#### SOURCE DATA
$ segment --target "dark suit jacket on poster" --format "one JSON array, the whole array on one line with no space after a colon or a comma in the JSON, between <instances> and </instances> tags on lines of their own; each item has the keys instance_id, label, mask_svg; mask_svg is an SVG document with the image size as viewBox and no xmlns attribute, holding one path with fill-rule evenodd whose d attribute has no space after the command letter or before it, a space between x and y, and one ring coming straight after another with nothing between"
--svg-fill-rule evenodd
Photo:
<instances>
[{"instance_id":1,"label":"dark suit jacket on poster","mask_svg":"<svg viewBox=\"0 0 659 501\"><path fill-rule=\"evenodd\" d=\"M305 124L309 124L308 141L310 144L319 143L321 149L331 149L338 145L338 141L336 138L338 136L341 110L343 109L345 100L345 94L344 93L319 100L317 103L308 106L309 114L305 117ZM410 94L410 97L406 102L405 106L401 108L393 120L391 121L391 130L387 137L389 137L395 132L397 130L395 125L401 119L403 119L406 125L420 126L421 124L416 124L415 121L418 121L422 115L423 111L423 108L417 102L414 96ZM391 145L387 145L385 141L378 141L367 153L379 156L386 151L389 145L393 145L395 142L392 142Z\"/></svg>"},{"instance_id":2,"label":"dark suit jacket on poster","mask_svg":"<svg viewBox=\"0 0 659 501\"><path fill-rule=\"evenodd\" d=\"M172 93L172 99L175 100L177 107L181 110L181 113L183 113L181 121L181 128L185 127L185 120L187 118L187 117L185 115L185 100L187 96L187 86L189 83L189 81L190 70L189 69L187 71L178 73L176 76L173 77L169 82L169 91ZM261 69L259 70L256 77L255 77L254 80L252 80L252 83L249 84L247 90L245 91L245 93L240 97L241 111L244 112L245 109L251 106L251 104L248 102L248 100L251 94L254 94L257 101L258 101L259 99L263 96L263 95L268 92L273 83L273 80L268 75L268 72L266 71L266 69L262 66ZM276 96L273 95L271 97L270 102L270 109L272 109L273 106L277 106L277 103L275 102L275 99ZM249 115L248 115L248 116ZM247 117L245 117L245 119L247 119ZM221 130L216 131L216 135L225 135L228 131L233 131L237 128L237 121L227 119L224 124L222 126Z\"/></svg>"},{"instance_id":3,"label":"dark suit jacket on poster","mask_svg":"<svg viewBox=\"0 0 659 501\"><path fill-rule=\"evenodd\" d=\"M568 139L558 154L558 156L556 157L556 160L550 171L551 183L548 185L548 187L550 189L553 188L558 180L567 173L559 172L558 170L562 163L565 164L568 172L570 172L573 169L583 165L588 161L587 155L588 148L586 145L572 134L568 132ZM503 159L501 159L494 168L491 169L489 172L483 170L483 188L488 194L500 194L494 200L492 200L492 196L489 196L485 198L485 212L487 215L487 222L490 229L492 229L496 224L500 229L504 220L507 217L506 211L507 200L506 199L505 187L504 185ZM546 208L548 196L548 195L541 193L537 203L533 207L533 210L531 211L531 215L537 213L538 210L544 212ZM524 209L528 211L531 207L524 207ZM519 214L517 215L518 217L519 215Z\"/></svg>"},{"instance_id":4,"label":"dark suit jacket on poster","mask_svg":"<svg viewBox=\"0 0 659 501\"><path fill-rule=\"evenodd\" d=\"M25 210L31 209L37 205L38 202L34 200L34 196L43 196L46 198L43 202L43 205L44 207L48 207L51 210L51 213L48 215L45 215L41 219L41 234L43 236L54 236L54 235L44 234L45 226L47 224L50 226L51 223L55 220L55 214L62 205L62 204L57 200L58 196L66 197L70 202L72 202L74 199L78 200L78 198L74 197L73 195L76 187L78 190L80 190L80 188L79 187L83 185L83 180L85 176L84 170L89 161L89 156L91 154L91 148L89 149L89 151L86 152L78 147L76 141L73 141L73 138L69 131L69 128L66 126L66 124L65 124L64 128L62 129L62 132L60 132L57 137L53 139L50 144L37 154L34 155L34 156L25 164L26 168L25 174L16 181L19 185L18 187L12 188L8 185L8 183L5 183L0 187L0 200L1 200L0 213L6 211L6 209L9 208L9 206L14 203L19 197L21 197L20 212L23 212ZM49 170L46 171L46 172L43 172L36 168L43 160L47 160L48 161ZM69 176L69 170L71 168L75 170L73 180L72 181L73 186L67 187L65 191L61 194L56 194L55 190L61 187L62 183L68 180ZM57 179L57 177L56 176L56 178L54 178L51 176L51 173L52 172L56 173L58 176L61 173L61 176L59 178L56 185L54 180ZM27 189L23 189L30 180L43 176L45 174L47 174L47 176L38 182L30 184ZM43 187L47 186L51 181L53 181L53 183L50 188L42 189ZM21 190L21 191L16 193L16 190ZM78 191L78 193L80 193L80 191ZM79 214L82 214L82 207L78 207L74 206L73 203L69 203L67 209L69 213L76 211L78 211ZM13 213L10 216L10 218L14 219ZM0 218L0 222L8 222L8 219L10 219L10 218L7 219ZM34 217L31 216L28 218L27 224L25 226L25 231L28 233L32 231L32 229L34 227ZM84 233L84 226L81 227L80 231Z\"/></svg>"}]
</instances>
########
EXERCISE DETAILS:
State the number of lines in the items above that contain the string "instances", giving that number alone.

FINAL ANSWER:
3